[Short task] How many lines of the records below contain the string "eyeglasses", counting only matches in the same case? Reply with the number alone.

Box annotations for photos:
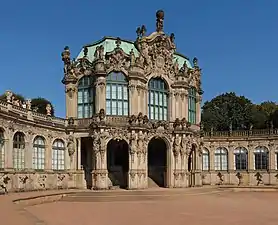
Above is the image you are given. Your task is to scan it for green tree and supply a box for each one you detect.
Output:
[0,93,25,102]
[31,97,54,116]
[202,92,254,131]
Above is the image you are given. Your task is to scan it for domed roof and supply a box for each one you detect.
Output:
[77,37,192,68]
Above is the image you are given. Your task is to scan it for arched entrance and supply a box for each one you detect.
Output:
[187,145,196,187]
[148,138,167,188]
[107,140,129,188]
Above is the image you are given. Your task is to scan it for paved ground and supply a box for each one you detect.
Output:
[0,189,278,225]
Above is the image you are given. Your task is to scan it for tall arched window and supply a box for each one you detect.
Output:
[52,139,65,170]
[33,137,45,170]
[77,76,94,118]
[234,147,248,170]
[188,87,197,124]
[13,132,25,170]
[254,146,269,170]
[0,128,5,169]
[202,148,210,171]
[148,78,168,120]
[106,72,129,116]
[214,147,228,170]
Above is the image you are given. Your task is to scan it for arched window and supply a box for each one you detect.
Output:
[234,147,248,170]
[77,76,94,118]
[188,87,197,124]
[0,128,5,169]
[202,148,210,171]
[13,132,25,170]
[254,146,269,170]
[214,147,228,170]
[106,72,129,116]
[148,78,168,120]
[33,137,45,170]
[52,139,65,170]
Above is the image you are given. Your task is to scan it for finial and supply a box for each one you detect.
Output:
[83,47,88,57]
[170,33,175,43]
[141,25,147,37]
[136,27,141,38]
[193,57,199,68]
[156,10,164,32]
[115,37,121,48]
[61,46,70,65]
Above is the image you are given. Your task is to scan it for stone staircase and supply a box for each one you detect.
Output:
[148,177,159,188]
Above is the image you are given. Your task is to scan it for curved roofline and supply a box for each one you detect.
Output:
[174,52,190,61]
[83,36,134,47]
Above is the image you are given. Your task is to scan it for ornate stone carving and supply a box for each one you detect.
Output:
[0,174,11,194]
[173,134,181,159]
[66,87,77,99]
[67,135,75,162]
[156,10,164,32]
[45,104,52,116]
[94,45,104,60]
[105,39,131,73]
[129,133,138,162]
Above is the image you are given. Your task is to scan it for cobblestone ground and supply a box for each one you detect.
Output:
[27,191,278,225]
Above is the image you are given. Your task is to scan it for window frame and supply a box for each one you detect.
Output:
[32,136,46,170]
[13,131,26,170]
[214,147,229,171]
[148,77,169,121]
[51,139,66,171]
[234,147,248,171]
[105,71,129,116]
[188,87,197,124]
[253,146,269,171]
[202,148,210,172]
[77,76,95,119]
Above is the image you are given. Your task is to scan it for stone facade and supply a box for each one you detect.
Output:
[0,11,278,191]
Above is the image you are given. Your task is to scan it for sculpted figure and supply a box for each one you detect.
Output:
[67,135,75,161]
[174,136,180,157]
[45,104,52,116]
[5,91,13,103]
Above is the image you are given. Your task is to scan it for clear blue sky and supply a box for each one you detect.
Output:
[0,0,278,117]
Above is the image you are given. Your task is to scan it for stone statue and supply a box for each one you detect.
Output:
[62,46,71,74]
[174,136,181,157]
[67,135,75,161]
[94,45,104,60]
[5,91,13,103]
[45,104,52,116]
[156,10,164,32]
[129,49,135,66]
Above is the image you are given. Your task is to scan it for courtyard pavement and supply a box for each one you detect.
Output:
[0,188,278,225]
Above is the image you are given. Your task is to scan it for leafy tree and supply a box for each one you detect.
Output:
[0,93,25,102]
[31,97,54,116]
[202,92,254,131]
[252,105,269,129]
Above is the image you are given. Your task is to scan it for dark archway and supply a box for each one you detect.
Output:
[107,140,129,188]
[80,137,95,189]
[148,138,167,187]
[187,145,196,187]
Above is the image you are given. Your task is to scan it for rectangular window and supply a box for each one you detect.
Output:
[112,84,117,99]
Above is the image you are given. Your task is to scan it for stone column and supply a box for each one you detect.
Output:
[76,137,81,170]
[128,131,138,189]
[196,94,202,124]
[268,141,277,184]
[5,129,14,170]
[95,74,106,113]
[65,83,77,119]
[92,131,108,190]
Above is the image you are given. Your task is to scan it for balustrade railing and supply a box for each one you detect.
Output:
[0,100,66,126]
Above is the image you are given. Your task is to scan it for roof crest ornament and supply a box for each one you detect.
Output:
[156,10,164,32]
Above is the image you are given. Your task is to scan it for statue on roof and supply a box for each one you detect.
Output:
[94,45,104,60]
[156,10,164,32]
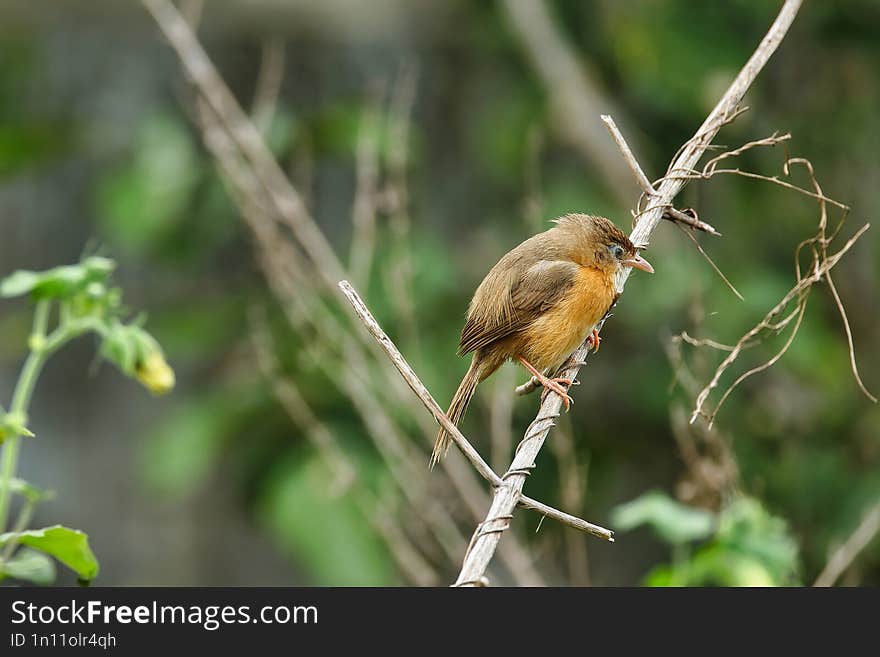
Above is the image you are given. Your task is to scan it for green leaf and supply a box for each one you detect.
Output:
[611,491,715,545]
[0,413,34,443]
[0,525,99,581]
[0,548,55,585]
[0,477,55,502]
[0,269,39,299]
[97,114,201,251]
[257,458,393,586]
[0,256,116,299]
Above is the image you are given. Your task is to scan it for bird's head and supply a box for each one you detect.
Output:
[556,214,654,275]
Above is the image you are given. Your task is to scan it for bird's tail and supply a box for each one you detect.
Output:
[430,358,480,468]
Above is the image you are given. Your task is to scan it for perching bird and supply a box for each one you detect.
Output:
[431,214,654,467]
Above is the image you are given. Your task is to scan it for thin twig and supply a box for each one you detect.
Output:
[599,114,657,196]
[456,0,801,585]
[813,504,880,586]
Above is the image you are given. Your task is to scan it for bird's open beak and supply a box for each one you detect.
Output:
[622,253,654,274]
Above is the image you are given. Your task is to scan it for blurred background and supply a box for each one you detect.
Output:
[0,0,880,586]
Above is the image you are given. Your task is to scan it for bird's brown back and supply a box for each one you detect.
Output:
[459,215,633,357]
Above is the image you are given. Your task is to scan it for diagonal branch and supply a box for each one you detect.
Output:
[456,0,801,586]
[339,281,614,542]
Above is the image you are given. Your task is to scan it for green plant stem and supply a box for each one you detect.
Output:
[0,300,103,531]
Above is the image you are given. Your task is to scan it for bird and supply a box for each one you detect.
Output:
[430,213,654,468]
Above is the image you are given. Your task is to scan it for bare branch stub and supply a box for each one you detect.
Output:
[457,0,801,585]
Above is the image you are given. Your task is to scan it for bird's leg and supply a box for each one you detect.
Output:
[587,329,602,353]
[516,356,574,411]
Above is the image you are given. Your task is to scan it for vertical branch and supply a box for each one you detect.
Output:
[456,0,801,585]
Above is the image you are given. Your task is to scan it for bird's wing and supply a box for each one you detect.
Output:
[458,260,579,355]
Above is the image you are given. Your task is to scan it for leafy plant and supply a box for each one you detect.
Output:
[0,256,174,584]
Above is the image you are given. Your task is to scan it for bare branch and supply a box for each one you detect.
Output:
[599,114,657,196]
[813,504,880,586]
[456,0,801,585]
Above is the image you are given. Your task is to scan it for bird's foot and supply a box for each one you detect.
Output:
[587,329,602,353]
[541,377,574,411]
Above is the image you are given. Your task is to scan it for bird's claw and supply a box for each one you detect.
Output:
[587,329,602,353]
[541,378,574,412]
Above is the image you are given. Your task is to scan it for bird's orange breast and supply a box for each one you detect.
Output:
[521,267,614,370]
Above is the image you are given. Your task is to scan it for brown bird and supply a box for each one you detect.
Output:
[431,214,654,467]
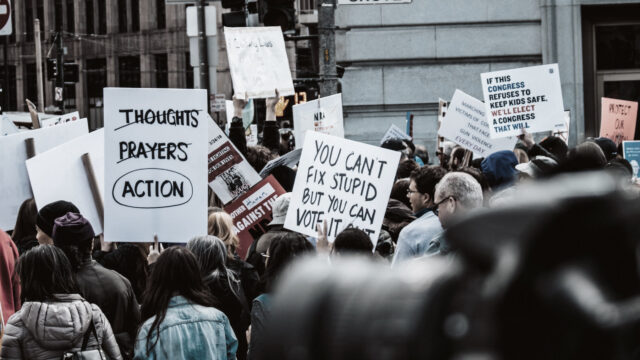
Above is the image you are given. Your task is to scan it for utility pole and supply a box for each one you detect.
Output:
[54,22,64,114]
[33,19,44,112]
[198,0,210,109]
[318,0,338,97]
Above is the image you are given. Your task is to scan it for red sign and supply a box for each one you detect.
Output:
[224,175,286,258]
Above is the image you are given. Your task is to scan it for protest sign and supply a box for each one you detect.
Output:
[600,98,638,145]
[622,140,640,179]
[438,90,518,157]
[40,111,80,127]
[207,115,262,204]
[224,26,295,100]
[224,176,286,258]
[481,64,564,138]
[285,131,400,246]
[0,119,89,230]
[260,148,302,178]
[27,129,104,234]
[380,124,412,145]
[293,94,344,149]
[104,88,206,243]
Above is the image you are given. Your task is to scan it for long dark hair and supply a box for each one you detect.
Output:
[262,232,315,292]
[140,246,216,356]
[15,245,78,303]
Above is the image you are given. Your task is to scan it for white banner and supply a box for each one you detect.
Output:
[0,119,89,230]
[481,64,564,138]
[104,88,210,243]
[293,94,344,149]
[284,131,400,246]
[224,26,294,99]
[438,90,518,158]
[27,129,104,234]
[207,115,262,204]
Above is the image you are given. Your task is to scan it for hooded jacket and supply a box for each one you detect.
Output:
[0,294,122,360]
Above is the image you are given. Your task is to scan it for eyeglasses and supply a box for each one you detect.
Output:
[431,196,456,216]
* * *
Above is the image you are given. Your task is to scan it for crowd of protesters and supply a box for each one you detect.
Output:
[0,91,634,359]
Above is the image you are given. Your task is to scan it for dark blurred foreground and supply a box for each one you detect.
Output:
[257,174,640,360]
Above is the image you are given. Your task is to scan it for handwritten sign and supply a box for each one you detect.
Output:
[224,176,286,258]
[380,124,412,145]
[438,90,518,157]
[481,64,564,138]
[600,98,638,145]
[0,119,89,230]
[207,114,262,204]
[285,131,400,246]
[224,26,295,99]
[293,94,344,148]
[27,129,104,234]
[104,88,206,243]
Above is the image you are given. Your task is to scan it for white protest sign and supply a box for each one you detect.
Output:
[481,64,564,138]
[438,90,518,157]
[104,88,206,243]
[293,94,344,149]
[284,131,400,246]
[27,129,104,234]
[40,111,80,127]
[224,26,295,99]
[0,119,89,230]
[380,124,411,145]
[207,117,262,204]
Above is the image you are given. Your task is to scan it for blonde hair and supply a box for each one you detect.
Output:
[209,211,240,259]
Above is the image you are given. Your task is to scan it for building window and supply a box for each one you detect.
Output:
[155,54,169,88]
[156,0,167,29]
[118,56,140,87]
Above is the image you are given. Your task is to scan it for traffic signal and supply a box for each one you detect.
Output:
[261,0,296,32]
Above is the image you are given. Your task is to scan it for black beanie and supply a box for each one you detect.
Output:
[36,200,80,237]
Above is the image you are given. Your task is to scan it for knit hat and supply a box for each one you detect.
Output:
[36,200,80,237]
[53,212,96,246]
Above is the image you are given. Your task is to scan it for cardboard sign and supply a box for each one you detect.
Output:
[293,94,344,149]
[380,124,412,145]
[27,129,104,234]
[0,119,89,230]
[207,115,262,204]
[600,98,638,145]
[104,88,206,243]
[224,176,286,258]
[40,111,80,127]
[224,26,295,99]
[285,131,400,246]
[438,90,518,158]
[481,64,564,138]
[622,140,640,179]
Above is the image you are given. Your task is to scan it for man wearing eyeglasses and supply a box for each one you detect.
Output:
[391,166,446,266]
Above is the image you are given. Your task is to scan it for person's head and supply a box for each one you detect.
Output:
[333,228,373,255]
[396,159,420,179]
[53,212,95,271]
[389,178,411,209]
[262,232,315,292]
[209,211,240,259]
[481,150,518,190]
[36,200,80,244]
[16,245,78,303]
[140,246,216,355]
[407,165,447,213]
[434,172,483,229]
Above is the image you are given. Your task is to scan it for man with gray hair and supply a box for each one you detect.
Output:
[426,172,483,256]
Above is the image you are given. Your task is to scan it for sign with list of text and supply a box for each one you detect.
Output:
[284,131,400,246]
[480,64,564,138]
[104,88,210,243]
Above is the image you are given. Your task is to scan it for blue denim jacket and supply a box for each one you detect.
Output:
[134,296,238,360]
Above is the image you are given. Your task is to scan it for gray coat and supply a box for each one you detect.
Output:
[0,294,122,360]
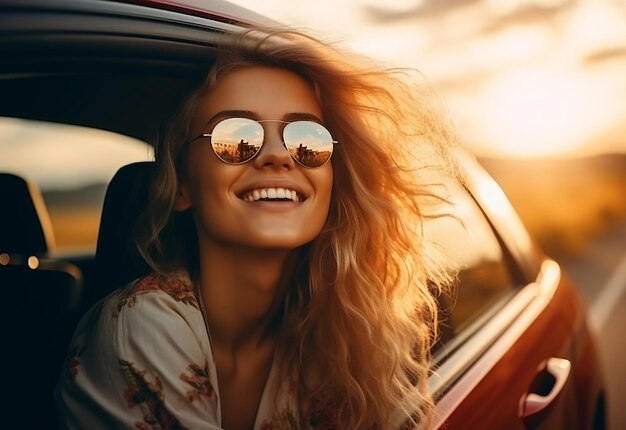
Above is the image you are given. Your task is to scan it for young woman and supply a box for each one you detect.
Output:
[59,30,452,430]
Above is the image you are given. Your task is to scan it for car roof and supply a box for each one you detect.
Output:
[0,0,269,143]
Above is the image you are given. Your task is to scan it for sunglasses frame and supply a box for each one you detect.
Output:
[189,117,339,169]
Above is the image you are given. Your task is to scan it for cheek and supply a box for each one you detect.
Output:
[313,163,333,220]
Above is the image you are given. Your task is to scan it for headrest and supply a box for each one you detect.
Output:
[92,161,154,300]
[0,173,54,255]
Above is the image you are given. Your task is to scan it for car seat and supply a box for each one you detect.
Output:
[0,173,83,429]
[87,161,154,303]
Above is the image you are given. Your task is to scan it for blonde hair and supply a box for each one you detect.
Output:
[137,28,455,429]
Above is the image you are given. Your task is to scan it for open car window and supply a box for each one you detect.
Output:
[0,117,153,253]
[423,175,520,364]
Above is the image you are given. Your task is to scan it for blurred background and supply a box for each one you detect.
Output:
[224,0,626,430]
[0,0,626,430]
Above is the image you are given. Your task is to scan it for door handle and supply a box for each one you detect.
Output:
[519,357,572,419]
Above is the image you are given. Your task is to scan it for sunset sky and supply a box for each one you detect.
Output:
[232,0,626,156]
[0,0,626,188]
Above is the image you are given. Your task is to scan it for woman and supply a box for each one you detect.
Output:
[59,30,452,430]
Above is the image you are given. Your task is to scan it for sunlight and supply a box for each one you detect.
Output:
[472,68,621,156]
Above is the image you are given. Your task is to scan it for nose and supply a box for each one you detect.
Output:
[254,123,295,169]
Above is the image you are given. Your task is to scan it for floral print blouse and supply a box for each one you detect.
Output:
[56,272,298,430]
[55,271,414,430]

[Solution] 2